→ **WHAT THIS TASK INVOLVES**
Starting at the line that holds "If you would be willing to indicate the white flower", set down each line through the end of the listing, exactly as written and with nothing added.

(Raw records)
=======

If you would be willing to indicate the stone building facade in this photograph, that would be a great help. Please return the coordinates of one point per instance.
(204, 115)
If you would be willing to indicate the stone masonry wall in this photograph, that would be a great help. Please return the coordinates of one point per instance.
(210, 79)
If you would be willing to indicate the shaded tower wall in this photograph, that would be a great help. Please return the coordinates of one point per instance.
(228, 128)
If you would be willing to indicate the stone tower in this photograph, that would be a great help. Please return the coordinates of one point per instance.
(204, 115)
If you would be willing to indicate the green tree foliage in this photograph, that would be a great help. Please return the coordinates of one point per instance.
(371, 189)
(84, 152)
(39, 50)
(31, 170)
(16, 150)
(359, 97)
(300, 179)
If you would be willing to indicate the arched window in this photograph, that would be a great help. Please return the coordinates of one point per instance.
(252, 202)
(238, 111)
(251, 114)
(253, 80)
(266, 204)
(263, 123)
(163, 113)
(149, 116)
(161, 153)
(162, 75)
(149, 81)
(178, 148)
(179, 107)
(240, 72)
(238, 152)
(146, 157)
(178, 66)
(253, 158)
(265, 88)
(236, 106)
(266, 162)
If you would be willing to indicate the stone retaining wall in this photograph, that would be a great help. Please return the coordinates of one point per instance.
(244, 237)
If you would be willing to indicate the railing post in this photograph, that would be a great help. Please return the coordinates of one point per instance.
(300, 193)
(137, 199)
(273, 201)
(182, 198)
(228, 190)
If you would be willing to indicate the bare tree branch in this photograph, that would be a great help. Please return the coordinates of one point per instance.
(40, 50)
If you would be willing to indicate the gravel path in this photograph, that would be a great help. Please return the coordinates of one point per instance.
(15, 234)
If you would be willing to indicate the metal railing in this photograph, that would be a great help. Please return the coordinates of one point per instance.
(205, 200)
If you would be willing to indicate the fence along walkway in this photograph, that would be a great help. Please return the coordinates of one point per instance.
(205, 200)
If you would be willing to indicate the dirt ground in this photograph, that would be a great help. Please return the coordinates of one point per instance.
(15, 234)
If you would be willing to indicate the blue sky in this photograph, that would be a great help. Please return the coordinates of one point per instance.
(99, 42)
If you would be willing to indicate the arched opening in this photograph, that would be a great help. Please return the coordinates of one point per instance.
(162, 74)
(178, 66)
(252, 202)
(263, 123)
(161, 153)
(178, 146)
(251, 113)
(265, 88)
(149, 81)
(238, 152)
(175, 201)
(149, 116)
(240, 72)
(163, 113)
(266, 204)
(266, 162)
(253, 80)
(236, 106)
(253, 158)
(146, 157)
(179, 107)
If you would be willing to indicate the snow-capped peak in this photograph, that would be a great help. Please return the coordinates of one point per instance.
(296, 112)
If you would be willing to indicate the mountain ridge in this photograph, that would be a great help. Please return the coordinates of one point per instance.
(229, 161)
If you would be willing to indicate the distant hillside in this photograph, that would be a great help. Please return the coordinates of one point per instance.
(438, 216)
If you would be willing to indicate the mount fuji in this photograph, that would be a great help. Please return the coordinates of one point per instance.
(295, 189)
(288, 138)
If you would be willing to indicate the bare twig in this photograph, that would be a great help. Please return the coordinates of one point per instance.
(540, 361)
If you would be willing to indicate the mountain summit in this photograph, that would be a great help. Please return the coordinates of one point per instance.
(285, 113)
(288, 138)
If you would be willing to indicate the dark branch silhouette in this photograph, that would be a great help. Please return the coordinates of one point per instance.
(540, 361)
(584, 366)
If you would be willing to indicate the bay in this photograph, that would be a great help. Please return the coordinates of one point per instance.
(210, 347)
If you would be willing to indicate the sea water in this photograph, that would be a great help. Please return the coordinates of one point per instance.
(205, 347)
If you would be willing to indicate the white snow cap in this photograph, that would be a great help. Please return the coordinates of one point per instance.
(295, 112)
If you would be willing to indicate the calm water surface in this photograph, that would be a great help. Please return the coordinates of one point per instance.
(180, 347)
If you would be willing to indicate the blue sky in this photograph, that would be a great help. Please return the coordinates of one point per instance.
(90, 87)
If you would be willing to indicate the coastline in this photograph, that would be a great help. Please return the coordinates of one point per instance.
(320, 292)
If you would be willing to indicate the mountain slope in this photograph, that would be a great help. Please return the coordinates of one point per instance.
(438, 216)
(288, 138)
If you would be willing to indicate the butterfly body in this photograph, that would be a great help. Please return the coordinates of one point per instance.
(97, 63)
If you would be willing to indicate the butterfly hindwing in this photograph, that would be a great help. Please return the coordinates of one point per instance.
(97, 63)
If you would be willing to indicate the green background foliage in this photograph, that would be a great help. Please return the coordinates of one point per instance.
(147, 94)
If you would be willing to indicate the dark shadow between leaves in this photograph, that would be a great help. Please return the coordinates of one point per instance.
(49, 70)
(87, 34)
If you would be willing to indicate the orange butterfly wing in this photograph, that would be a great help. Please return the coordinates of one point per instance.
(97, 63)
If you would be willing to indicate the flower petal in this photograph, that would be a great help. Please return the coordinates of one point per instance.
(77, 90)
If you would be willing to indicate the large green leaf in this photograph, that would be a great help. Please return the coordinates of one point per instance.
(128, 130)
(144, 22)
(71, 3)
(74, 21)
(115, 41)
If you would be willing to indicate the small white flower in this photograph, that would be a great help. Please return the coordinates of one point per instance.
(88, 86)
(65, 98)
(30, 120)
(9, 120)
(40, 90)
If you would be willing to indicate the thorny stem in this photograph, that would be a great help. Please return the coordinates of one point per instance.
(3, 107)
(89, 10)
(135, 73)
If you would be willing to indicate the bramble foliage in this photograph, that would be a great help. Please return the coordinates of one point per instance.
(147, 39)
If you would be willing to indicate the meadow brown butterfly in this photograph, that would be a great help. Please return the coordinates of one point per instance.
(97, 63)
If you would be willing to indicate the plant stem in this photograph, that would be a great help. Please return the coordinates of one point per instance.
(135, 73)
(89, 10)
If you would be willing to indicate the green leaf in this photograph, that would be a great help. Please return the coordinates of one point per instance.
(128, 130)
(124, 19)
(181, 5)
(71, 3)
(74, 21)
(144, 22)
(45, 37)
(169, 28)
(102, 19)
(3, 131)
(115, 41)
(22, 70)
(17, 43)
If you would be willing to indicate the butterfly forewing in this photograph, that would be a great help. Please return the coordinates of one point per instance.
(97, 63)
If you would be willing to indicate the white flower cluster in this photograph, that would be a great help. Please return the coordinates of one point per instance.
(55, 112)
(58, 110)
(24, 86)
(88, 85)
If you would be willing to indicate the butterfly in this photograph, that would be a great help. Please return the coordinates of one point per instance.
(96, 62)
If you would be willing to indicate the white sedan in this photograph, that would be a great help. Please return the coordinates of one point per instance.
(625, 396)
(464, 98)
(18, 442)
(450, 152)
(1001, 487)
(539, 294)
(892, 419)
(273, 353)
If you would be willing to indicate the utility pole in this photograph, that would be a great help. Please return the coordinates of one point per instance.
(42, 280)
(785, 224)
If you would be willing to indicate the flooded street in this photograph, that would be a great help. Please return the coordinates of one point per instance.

=======

→ **ANSWER TO THIS TASK**
If you would be willing to indicate the white flower cluster in this photograph, that would be a great help. Please return the coordinates of one point per instance.
(55, 112)
(58, 110)
(24, 86)
(88, 85)
If you would be willing to indicate the butterfly in this photograph, that would be a great help. Please return the coordinates of one point per instance.
(96, 62)
If you would be willing to indicate the white sedan in this photograph, that would be a great help. Please return the coordinates of one point per instance.
(625, 396)
(464, 98)
(18, 442)
(450, 152)
(1001, 487)
(539, 294)
(892, 419)
(273, 353)
If you would be willing to indicate the utility pole in this photograph, that would be a great help. Please return the coordinates of one point per instance.
(42, 280)
(785, 224)
If you would be willing to indicate the flooded street in this photograph, that would be a great help. Please return the coordinates of one point per instance.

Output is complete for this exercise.